§ **Task statement**: Give all of the lines again, with nothing added or dropped.

<<<<

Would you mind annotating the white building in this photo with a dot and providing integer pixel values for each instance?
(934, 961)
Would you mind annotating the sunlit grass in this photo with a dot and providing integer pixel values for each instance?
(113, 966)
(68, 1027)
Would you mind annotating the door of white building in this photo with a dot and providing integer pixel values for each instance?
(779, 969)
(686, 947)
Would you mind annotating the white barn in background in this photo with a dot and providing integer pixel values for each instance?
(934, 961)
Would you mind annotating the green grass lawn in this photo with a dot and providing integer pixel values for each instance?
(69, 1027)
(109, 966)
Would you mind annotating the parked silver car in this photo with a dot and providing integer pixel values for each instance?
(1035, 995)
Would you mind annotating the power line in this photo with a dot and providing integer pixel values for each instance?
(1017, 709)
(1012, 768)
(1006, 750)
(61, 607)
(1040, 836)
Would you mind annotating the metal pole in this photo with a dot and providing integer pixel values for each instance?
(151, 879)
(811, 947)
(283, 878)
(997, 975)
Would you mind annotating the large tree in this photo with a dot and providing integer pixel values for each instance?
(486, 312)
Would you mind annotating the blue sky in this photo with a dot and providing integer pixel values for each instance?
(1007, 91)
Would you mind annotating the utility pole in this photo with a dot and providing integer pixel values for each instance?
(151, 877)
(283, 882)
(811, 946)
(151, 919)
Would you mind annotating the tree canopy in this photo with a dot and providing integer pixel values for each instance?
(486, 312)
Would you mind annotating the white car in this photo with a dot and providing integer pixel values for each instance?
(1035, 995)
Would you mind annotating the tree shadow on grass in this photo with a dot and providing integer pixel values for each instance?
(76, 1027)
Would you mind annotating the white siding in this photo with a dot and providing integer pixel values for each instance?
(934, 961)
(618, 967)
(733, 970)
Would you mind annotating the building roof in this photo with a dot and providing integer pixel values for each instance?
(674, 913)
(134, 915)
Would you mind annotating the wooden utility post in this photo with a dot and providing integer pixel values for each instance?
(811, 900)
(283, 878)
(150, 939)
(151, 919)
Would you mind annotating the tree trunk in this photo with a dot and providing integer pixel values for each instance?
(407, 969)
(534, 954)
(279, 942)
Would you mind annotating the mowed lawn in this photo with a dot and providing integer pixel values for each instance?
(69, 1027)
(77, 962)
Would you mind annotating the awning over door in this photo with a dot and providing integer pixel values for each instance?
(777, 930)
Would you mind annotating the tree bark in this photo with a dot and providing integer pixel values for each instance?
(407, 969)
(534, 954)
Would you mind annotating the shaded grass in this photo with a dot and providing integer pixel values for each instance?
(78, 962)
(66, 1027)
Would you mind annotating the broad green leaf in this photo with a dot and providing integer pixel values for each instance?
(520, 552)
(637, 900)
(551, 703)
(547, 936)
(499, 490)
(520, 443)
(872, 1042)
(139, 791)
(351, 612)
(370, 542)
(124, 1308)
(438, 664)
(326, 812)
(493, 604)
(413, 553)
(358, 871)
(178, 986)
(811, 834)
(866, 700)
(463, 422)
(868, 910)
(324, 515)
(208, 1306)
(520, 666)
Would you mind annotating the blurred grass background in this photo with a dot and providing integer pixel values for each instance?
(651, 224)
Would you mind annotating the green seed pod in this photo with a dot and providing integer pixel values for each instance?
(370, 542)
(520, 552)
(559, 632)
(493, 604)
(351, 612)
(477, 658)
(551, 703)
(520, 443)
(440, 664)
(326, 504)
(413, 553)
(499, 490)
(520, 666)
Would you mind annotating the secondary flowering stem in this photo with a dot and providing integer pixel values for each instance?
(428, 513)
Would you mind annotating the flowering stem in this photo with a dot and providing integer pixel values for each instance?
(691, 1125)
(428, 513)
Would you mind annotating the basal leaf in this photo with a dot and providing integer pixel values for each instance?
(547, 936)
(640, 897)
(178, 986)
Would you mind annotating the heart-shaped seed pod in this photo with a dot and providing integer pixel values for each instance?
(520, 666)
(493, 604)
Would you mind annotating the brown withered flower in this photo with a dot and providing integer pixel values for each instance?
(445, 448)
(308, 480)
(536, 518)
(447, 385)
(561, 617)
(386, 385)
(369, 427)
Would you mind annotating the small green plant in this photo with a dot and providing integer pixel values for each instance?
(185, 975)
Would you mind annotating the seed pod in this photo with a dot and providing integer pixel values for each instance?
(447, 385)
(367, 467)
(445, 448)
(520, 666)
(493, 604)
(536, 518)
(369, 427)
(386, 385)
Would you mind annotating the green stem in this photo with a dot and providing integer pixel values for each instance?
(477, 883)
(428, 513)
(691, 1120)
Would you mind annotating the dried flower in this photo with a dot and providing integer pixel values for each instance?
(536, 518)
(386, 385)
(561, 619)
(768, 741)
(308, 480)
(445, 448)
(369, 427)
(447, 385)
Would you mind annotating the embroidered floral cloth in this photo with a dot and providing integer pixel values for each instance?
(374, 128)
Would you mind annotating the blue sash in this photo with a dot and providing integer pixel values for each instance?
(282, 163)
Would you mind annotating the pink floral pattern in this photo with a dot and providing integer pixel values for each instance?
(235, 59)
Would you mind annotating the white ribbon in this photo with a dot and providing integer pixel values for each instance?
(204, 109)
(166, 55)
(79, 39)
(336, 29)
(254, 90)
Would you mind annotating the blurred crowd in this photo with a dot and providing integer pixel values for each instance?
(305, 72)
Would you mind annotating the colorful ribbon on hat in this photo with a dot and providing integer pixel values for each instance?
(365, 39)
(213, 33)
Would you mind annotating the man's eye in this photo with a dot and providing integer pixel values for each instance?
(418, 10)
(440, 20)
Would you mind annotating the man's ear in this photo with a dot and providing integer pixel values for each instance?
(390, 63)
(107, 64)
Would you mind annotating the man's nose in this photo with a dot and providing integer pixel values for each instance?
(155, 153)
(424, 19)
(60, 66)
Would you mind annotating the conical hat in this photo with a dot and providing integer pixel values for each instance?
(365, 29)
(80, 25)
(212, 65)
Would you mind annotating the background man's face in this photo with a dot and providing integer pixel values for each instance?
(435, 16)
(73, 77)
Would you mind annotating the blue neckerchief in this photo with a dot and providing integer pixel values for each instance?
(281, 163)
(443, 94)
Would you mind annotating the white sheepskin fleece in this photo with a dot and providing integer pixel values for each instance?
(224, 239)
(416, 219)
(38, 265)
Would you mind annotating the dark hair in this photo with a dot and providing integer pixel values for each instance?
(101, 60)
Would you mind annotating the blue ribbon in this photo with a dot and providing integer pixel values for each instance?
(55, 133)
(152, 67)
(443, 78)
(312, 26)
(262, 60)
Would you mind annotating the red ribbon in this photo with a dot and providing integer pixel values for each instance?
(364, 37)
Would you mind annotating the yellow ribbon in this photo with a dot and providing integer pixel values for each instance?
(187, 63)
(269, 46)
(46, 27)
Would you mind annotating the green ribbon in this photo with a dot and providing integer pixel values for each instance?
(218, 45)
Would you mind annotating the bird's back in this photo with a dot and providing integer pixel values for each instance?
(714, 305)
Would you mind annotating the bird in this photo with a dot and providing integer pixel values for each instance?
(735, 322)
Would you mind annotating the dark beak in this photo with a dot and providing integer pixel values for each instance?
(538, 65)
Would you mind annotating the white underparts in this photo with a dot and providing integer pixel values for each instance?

>>>>

§ **Written response**:
Would you mind annotating the white building in this photo with a dot and providing integer pixel values for each instance?
(934, 961)
Would you mind annotating the sunlit grass in this photo with a dot and providing integer pixel values for each instance?
(113, 966)
(68, 1027)
Would you mind annotating the door of white building in this photo with a dot and providing integer pixel values for each instance?
(779, 969)
(686, 947)
Would you mind annotating the white barn in background in this photo with a dot and providing integer pixel values for each instance?
(934, 961)
Would you mind annotating the green grass lawn in this photo with a dot and providing integer pixel values for each instance?
(69, 1027)
(109, 966)
Would you mind annotating the parked silver car in this photo with a dot and providing integer pixel values for each instance?
(1035, 995)
Would you mind annotating the power line in this photo with a dot and providing integer pixel values for each instance?
(1017, 709)
(1012, 768)
(1006, 750)
(61, 607)
(1040, 836)
Would you mind annotating the metal pole in this photo with a dot and providing integer pixel values for each instance?
(151, 879)
(811, 947)
(283, 878)
(997, 975)
Would you mind annotating the large tree in this photo with a dot and providing integer pixel values for each instance?
(486, 312)
Would you mind annotating the blue sky in this photo with a dot and providing integer pixel values for each instance?
(1007, 91)
Would you mind annotating the utility pole in this photo with a dot and providing integer pixel values for each instance?
(151, 877)
(283, 882)
(811, 946)
(151, 919)
Would you mind annotating the tree canopy in this photo with a dot and providing integer pixel values for each instance?
(486, 312)
Would you mind annotating the white car in this photo with a dot and providing integer pixel values for each instance?
(1035, 995)
Would you mind annotating the tree shadow on grass in this photo with a dot and providing integer pixel values for each instance?
(76, 1027)
Would you mind annotating the white siding in this photo with a dot and providing integer pixel values for each instance?
(934, 961)
(618, 967)
(733, 970)
Would you mind annotating the building roof in this photo with a dot and providing integer pixel values for each instance?
(674, 913)
(134, 915)
Would you mind annotating the wooden utility post in this photo with a dot and providing integer pixel values for each instance?
(811, 900)
(283, 878)
(150, 939)
(151, 919)
Would you mind annotating the tree trunk in this photo with a dot and providing integer pixel values for each instance?
(407, 969)
(534, 954)
(279, 942)
Would you mind annotating the mowed lawn in this photo with a dot and providing integer pixel values for each instance?
(69, 1027)
(77, 962)
Would you mind annotating the awning over door in this photo with a dot and providing integer pixel values for each instance?
(777, 930)
Would you mind annotating the tree bark in this photo with a dot and providing integer pixel values for each instance?
(407, 969)
(534, 954)
Would you mind annotating the shaded grass in this photo with a dot and providing integer pixel values for each instance?
(78, 962)
(66, 1027)
Would you mind annotating the broad green leaf in this photo with a dot and providing integer pixel values for each instance?
(520, 552)
(637, 900)
(551, 703)
(547, 936)
(499, 490)
(520, 443)
(872, 1042)
(139, 791)
(351, 612)
(370, 542)
(124, 1308)
(438, 664)
(326, 812)
(493, 604)
(413, 553)
(358, 871)
(178, 986)
(811, 834)
(866, 700)
(463, 422)
(868, 910)
(324, 515)
(208, 1306)
(520, 666)
Would you mind annotating the blurred grass background in this photo with a dot and providing integer pixel values for each instance?
(651, 224)
Would you mind annotating the green seed pod in this photo with a dot and providing integer pixel values for each instance?
(370, 542)
(520, 552)
(559, 632)
(493, 604)
(351, 612)
(477, 658)
(551, 703)
(520, 443)
(440, 664)
(326, 504)
(413, 553)
(499, 490)
(520, 666)
Would you mind annotating the secondary flowering stem in this photo with a dot and providing integer pixel values for each instance?
(428, 513)
Would you mind annotating the flowering stem in this photo with a dot and providing integer pixel values for each instance?
(691, 1125)
(428, 513)
Would you mind annotating the basal leaf in this photo with a dot and providing integer pixel values for each instance?
(547, 936)
(640, 897)
(178, 986)
Would you mind annotating the heart-shaped seed pod in this photo with a dot and providing integer pixel values for each instance?
(520, 666)
(493, 604)
Would you mind annotating the brown withered flower in this photo with a dot and providing integer pixel values for each instance?
(445, 448)
(308, 480)
(536, 518)
(447, 385)
(561, 617)
(386, 385)
(369, 427)
Would you mind annotating the small green plant in this photo with a dot and providing integer pixel values for each instance?
(185, 975)
Would you mind annotating the seed pod in this photo with a dot and providing integer pixel values for each instance?
(447, 385)
(367, 467)
(445, 448)
(520, 666)
(493, 604)
(536, 518)
(369, 427)
(386, 385)
Would you mind annotating the green stem in this photo with a dot and providing integer pixel values for each instance?
(477, 883)
(428, 513)
(691, 1120)
Would you mind annotating the dried flower in this photo with a dot and providing integer pixel values for each instance?
(536, 518)
(386, 385)
(561, 619)
(768, 741)
(308, 480)
(445, 448)
(369, 427)
(447, 385)
Would you mind annotating the embroidered floral cloth in this photo with a dot and providing integer pixel values for each instance?
(374, 128)
Would you mind annotating the blue sash in this photo with a dot and providing integer pixel values for each instance?
(282, 163)
Would you mind annotating the pink floral pattern in this photo with a dot and providing integer pixel values for each instance?
(235, 59)
Would you mind annotating the white ribbon in this photo with a dot and providing integer pixel values for each instance?
(204, 109)
(166, 55)
(79, 39)
(336, 29)
(254, 90)
Would you mind annotating the blurred crowd in this photo with a dot and providing integer pixel values for each instance?
(305, 72)
Would you mind annotating the colorful ribbon on hat in this photo with a dot and providing integer pixel values for each instance?
(365, 39)
(213, 33)
Would you mind annotating the man's eye in this photo with a dot and providing integer pixel values for each instance?
(418, 10)
(440, 20)
Would you mind annotating the man's ear in this photo with a dot and providing integer pixel values for each instance?
(390, 63)
(107, 64)
Would you mind annotating the man's nose in this photo with a dot and providing integer pixel values for each instance?
(155, 153)
(424, 19)
(60, 66)
Would you mind annotating the conical hat in this photo with a dot and providing integer pixel values for each instance?
(365, 29)
(80, 25)
(212, 65)
Would you mind annotating the background man's face in this photo with a dot and providing integer pixel values for each instance?
(435, 16)
(73, 77)
Would you mind annotating the blue neckerchief in this photo with a dot and providing integer pixel values for each instance?
(281, 163)
(443, 94)
Would you mind annotating the white sheepskin fleece in this photo with a dot and providing integer pixel values for each instance?
(224, 239)
(416, 219)
(38, 265)
Would you mind annotating the dark hair in this photo with a dot and providing integer pixel values for each instance?
(101, 60)
Would you mind annotating the blue ribbon in this photo with a dot and providing integer pixel values for each instance?
(55, 133)
(152, 67)
(443, 78)
(312, 26)
(262, 60)
Would you mind annotating the red ribbon in this photo with a dot and providing integer pixel values for each instance?
(364, 37)
Would you mind annotating the yellow ribbon in this photo with a dot and providing integer pixel values for each instance?
(187, 63)
(269, 46)
(46, 27)
Would you mind annotating the green ribbon in this photo with a dot and providing integer pixel values for each instance?
(218, 45)
Would you mind annotating the bird's back in this photo with a dot and providing integer pixel values for each instance?
(714, 305)
Would you mind annotating the bird in this photo with a dot and providing integer pixel values for each instance?
(735, 322)
Would you mind annotating the dark beak in this photo with a dot and providing integer pixel values for each instance?
(538, 65)
Would you mind annotating the white underparts in this photo with a dot and providing integer pixel values for each instance?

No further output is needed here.